## start
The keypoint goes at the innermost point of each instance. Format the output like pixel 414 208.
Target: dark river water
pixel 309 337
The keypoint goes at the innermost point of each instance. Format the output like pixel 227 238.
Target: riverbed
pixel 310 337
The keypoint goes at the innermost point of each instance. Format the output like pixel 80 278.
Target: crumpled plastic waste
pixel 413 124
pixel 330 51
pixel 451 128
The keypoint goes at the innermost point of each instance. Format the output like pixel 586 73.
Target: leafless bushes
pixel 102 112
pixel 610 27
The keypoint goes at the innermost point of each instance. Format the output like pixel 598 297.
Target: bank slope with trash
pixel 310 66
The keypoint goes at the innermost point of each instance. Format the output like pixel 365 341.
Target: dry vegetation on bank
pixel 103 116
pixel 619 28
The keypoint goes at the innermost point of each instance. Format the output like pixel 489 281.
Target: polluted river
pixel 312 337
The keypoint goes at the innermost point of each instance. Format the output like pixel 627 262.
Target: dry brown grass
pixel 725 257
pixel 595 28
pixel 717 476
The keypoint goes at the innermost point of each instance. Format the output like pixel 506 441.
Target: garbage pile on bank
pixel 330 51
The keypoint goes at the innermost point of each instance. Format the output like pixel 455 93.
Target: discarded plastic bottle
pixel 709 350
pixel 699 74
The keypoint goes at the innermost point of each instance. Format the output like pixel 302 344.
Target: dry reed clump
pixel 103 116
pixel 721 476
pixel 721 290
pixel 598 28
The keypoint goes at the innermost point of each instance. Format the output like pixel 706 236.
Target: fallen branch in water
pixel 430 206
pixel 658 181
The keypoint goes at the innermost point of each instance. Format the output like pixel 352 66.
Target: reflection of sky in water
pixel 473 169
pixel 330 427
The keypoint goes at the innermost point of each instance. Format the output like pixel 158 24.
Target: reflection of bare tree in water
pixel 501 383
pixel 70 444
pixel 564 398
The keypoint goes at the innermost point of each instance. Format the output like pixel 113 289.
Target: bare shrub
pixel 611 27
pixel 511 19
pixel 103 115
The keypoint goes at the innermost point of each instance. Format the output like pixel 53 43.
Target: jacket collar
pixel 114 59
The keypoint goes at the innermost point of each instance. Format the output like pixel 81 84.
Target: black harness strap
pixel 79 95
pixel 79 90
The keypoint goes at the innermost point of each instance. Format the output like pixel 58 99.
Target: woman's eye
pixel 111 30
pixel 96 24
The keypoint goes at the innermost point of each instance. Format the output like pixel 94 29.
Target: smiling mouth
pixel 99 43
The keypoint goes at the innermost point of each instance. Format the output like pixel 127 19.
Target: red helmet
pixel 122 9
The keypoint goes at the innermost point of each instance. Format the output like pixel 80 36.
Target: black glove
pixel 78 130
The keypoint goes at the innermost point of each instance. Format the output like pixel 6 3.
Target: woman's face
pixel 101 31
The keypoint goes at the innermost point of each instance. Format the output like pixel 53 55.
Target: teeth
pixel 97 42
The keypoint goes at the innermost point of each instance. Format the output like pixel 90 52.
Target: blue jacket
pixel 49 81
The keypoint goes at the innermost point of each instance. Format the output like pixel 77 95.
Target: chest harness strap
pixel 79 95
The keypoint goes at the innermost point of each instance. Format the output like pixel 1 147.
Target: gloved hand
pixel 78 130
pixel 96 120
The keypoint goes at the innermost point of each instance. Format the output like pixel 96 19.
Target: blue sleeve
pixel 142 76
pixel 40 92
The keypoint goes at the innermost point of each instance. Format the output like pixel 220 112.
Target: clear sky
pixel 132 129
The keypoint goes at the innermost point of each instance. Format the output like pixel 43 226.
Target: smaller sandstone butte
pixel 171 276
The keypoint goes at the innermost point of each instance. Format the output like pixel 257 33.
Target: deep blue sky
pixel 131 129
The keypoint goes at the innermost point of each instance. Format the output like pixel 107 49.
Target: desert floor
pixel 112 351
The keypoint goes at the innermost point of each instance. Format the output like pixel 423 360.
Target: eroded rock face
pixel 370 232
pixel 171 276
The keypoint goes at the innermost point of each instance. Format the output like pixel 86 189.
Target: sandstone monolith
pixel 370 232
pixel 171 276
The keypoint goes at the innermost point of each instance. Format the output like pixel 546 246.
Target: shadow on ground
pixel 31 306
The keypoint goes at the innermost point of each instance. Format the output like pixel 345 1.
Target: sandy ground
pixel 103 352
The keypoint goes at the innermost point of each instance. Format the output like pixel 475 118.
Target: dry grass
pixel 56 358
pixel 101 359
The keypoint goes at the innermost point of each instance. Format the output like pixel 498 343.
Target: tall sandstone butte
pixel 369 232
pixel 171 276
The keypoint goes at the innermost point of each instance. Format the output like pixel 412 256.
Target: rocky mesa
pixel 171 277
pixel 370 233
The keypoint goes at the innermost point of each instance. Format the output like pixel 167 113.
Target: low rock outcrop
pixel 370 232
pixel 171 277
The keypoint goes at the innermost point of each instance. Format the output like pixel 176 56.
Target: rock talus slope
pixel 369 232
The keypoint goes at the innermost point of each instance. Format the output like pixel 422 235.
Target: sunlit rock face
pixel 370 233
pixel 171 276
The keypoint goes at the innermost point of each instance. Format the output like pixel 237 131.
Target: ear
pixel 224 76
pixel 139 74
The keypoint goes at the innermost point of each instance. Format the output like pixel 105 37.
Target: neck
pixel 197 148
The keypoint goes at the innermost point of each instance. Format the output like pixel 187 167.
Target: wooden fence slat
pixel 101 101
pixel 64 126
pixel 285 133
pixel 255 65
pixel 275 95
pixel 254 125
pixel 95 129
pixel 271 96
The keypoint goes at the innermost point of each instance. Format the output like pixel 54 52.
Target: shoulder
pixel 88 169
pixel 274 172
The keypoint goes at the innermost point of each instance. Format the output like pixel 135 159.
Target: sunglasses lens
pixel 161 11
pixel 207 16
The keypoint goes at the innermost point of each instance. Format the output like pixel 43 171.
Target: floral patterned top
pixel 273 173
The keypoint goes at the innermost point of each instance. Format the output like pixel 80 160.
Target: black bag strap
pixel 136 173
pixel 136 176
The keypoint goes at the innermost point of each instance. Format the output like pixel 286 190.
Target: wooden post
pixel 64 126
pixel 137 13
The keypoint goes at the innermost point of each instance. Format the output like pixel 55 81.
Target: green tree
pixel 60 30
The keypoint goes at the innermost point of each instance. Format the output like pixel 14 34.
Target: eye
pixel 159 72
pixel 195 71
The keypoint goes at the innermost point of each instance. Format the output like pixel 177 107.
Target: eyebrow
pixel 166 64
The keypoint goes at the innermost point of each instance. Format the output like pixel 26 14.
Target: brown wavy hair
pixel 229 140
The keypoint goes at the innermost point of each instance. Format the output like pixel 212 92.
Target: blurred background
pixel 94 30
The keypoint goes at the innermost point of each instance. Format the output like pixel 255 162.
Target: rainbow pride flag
## end
> WHAT THIS TASK INVOLVES:
Rewrite all the records above with "innermost point" swapped for "center", leaving everything else as it is.

> SOLVED PROBLEM:
The keypoint goes at the center of each instance. Format the output like pixel 414 208.
Target: dark river water
pixel 309 337
The keypoint goes at the center of each instance. Format the output like pixel 227 238.
Target: riverbed
pixel 310 337
The keypoint goes at the center of each instance. Format the output like pixel 80 278.
Target: crumpled plastic waste
pixel 413 124
pixel 330 51
pixel 451 128
The keypoint goes at the center of each instance. Format the output like pixel 586 73.
Target: leafless bushes
pixel 102 112
pixel 610 27
The keypoint goes at the center of each instance. Format the output like pixel 598 297.
Target: bank slope with trash
pixel 310 66
The keypoint goes at the center of each instance. Format the output like pixel 365 341.
Target: dry vegetation on bank
pixel 103 116
pixel 619 28
The keypoint goes at the center of each instance. Format the output like pixel 489 281.
Target: polluted river
pixel 312 337
The keypoint goes at the center of each instance. Format the output like pixel 627 262.
Target: dry brown grass
pixel 725 257
pixel 595 28
pixel 717 476
The keypoint goes at the center of each instance. Format the output like pixel 506 441.
Target: garbage pile on bank
pixel 330 51
The keypoint goes at the center of each instance. Format the output like pixel 455 93.
Target: discarded plastic bottle
pixel 709 350
pixel 699 74
The keypoint goes at the center of each instance. Format the output like pixel 302 344.
Target: dry reed clump
pixel 103 116
pixel 721 476
pixel 721 290
pixel 598 28
The keypoint goes at the center of each instance. Format the output like pixel 706 236.
Target: fallen branch in water
pixel 430 206
pixel 658 181
The keypoint goes at the center of each instance. Format the output like pixel 352 66.
Target: reflection of sky in water
pixel 473 169
pixel 330 427
The keypoint goes at the center of each instance. Format the output like pixel 158 24.
Target: reflection of bare tree in water
pixel 501 383
pixel 70 444
pixel 564 398
The keypoint goes at the center of each instance. Format the output like pixel 113 289.
Target: bare shrub
pixel 611 27
pixel 511 19
pixel 103 115
The keypoint goes at the center of each instance. Format the output like pixel 53 43.
Target: jacket collar
pixel 114 59
The keypoint goes at the center of each instance. Format the output like pixel 81 84.
Target: black harness strap
pixel 79 95
pixel 79 90
The keypoint goes at the center of each instance. Format the output like pixel 58 99.
Target: woman's eye
pixel 111 30
pixel 96 24
The keypoint goes at the center of each instance. Format the output like pixel 94 29.
Target: smiling mouth
pixel 99 43
The keypoint goes at the center of each instance. Format the output like pixel 127 19.
Target: red helmet
pixel 122 9
The keypoint goes at the center of each instance. Format the output like pixel 80 36.
Target: black glove
pixel 78 130
The keypoint goes at the center of each instance. Format the output like pixel 6 3.
Target: woman's face
pixel 101 31
The keypoint goes at the center of each instance. Format the output like pixel 53 55.
Target: teeth
pixel 97 42
The keypoint goes at the center of each instance. Format the output like pixel 90 52.
Target: blue jacket
pixel 49 81
The keypoint goes at the center of each instance. Format the output like pixel 77 95.
Target: chest harness strap
pixel 79 95
The keypoint goes at the center of each instance. Format the output like pixel 1 147.
Target: gloved hand
pixel 78 130
pixel 96 120
The keypoint goes at the center of each instance. Format the output like pixel 96 19.
Target: blue sleeve
pixel 142 76
pixel 40 92
The keypoint goes at the center of each instance. Format the output like pixel 220 112.
Target: clear sky
pixel 132 129
The keypoint goes at the center of each instance. Format the output like pixel 43 226.
Target: smaller sandstone butte
pixel 171 276
The keypoint goes at the center of each instance. Format the output like pixel 257 33.
Target: deep blue sky
pixel 131 129
The keypoint goes at the center of each instance. Format the output like pixel 107 49.
Target: desert floor
pixel 112 351
The keypoint goes at the center of each instance. Format the output like pixel 423 360.
Target: eroded rock face
pixel 370 232
pixel 171 276
The keypoint goes at the center of each instance. Format the output like pixel 86 189.
Target: sandstone monolith
pixel 370 232
pixel 171 276
The keypoint goes at the center of each instance. Format the output like pixel 546 246.
Target: shadow on ground
pixel 31 306
The keypoint goes at the center of each instance. Format the output like pixel 345 1.
Target: sandy ground
pixel 103 352
The keypoint goes at the center of each instance. Format the output like pixel 475 118.
Target: dry grass
pixel 56 358
pixel 101 359
The keypoint goes at the center of each instance. Format the output like pixel 498 343.
Target: tall sandstone butte
pixel 369 232
pixel 171 276
The keypoint goes at the center of each instance. Format the output like pixel 412 256.
Target: rocky mesa
pixel 171 277
pixel 370 233
The keypoint goes at the center of each instance. Format the output like pixel 167 113.
Target: low rock outcrop
pixel 370 232
pixel 171 277
The keypoint goes at the center of each instance. Format the output like pixel 176 56.
Target: rock talus slope
pixel 369 232
The keypoint goes at the center of each instance. Format the output like pixel 422 235.
Target: sunlit rock face
pixel 370 233
pixel 171 276
The keypoint goes at the center of each instance. Format the output like pixel 237 131.
Target: ear
pixel 224 76
pixel 139 74
The keypoint goes at the center of each instance. Format the output like pixel 105 37.
Target: neck
pixel 197 148
The keypoint goes at the center of each instance. Format the output like pixel 187 167.
Target: wooden fence slat
pixel 101 101
pixel 64 126
pixel 285 133
pixel 255 65
pixel 275 95
pixel 254 125
pixel 95 129
pixel 271 96
The keypoint goes at the center of each instance. Format the output like pixel 54 52.
Target: shoulder
pixel 88 169
pixel 274 172
The keypoint goes at the center of each instance. Format the output like pixel 135 159.
Target: sunglasses lens
pixel 161 11
pixel 207 16
The keypoint goes at the center of each instance. Format the output like pixel 43 171.
Target: floral patterned top
pixel 273 173
The keypoint goes at the center of each instance. Format the output like pixel 80 160.
Target: black bag strap
pixel 136 173
pixel 136 176
The keypoint goes at the center of each instance. Format the output like pixel 286 190.
Target: wooden post
pixel 64 126
pixel 137 13
The keypoint goes at the center of each instance. Format the output like pixel 55 81.
Target: green tree
pixel 60 30
The keypoint goes at the center of each instance. Format the output like pixel 14 34.
Target: eye
pixel 159 72
pixel 195 71
The keypoint goes at the center of each instance. Format the output like pixel 177 107.
Target: eyebrow
pixel 166 64
The keypoint goes at the center of each instance. Format the output like pixel 26 14.
Target: brown wavy hair
pixel 229 140
The keypoint goes at the center of each instance. Format the output like pixel 212 92.
Target: blurred background
pixel 94 30
The keypoint goes at the center of each instance. Format the output like pixel 255 162.
Target: rainbow pride flag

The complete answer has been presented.